*Short problem*. Every line below must be reproduced exactly. Copy them all.

───── Record list ─────

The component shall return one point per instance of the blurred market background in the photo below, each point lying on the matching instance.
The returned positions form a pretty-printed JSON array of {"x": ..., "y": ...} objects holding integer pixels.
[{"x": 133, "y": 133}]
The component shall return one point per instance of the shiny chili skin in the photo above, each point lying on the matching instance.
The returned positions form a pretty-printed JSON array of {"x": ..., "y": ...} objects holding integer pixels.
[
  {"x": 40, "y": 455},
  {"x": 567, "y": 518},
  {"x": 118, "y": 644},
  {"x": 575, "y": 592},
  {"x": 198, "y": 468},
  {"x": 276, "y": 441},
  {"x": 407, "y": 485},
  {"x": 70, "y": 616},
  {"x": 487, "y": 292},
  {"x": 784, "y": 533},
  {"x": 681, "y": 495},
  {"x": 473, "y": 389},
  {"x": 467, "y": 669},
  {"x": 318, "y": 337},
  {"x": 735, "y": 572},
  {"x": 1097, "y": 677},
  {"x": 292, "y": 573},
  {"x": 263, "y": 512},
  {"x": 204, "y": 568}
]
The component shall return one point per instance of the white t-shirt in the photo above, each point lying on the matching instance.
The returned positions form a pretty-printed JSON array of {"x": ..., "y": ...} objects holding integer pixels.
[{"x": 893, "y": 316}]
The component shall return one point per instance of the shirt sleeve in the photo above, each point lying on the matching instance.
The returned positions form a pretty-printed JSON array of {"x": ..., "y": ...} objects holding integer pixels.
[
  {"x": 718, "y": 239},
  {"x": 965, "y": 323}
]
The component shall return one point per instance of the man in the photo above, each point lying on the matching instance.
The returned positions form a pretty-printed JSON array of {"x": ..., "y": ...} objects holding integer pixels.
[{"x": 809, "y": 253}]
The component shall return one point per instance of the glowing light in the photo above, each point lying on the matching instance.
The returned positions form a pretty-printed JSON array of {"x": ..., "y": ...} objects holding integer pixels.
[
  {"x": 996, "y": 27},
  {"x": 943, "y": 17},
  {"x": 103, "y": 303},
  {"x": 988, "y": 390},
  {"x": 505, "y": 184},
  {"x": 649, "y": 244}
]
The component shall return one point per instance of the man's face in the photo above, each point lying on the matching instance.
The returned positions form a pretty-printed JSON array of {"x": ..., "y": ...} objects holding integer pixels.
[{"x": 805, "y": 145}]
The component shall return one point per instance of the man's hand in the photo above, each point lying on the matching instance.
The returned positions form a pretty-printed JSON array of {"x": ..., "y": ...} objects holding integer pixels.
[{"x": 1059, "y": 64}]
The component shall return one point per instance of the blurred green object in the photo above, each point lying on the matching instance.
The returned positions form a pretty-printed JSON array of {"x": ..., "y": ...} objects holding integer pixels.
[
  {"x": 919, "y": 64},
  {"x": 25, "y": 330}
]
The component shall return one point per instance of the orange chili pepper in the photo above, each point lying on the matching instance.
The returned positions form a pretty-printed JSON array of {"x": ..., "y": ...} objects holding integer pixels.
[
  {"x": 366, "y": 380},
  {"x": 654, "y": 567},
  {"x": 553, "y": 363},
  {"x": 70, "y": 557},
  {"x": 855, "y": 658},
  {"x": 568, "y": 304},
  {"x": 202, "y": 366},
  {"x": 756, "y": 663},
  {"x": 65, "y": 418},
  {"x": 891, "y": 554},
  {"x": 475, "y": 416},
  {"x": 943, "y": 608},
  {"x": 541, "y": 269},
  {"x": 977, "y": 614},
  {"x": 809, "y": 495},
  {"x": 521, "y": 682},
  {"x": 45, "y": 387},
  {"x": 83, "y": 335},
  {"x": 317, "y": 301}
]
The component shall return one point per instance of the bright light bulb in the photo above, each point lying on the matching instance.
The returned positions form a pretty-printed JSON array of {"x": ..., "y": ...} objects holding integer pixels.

─────

*Task output*.
The component shall return one point per instance of the blurred market background in the photo below, each point lying on the matching instance.
The returned positions form a pretty-printed JSON array of {"x": ..., "y": ...} objects holding integer pixels.
[{"x": 133, "y": 133}]
The component shall return one point per instance of the shiny chili skin in the photo above, each point lying on the matching instance.
The returned positions form a pretty-printed JSON array of {"x": ..., "y": ...} objects holding integer pixels.
[
  {"x": 40, "y": 455},
  {"x": 567, "y": 518},
  {"x": 118, "y": 644},
  {"x": 575, "y": 592},
  {"x": 198, "y": 468},
  {"x": 276, "y": 441},
  {"x": 407, "y": 485},
  {"x": 70, "y": 616},
  {"x": 487, "y": 292},
  {"x": 784, "y": 533},
  {"x": 681, "y": 495},
  {"x": 473, "y": 389},
  {"x": 467, "y": 669},
  {"x": 318, "y": 337},
  {"x": 735, "y": 572},
  {"x": 1097, "y": 677},
  {"x": 292, "y": 573},
  {"x": 263, "y": 512},
  {"x": 204, "y": 568}
]
The component shall return one point per instance of the white t-shirt in the photo above, each point lying on the matching instance.
The returned positions form a pretty-printed JSON array of {"x": ..., "y": ...} objects holding integer pixels.
[{"x": 893, "y": 316}]
The component shall return one point per instance of the shirt sleeve in the photo above, each point lying on the matching instance.
The returned positions form a pretty-printed JSON array of {"x": ..., "y": ...} objects holding integer pixels.
[
  {"x": 718, "y": 239},
  {"x": 965, "y": 323}
]
The component shall return one point per instance of the man in the photo above, each point lying on the matching instance.
The returned positions form a pretty-printed JSON array of {"x": ..., "y": ...} objects holding integer pixels.
[{"x": 809, "y": 253}]
The component shall return one point per instance of the glowing light in the photo above, each point lying on the matching instance.
The returned positions form a pretty-printed JSON array of {"x": ..., "y": ...} objects holding integer pixels.
[
  {"x": 996, "y": 27},
  {"x": 943, "y": 17},
  {"x": 103, "y": 303},
  {"x": 988, "y": 390},
  {"x": 505, "y": 184},
  {"x": 649, "y": 244}
]
The component shall return one point per instance of the man's face in the photo above, each point lying on the matching instance.
The returned positions form a pretty-printed JSON array of {"x": ..., "y": ...} objects holding integer pixels.
[{"x": 805, "y": 145}]
The component shall return one point per instance of the man's hand in the photo above, each point lying on the matching instance.
The returned positions form a pretty-printed JSON array of {"x": ..., "y": ...} objects holding integer pixels.
[{"x": 1059, "y": 64}]
The component shall return one point per instance of the blurred green object in the photo above, each point lying on the matching instance.
The returned positions form a pretty-printed JSON array of {"x": ..., "y": ...} objects holding integer pixels.
[
  {"x": 919, "y": 64},
  {"x": 25, "y": 330}
]
The component shall return one point per instance of the orange chili pepper in the photo above, each point lying on the matching instance.
The returned positions form a pretty-printed JSON array of {"x": ..., "y": ...} objects holding integer pixels.
[
  {"x": 366, "y": 380},
  {"x": 654, "y": 567},
  {"x": 553, "y": 363},
  {"x": 70, "y": 557},
  {"x": 855, "y": 658},
  {"x": 568, "y": 304},
  {"x": 202, "y": 366},
  {"x": 756, "y": 663},
  {"x": 65, "y": 418},
  {"x": 891, "y": 554},
  {"x": 475, "y": 416},
  {"x": 943, "y": 608},
  {"x": 541, "y": 269},
  {"x": 977, "y": 614},
  {"x": 809, "y": 495},
  {"x": 521, "y": 682},
  {"x": 45, "y": 387},
  {"x": 83, "y": 335},
  {"x": 317, "y": 301}
]
The component shall return one point per instance of the bright light bulb in the photo above, each point lying on the matching instance.
The returned positions form a pretty-printed JSON array of {"x": ..., "y": ...} objects holding integer pixels.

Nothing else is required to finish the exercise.